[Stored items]
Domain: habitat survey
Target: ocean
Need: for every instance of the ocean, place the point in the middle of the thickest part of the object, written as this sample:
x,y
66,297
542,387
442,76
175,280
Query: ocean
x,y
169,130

REQUIRED ACTION
Copy every record above out again, word for word.

RESULT BELOW
Domain: habitat survey
Target: ocean
Need: for every instance of the ocean, place the point in the middle of the thickest part of the object, written as this sample:
x,y
66,297
542,387
442,76
175,280
Query: ocean
x,y
169,130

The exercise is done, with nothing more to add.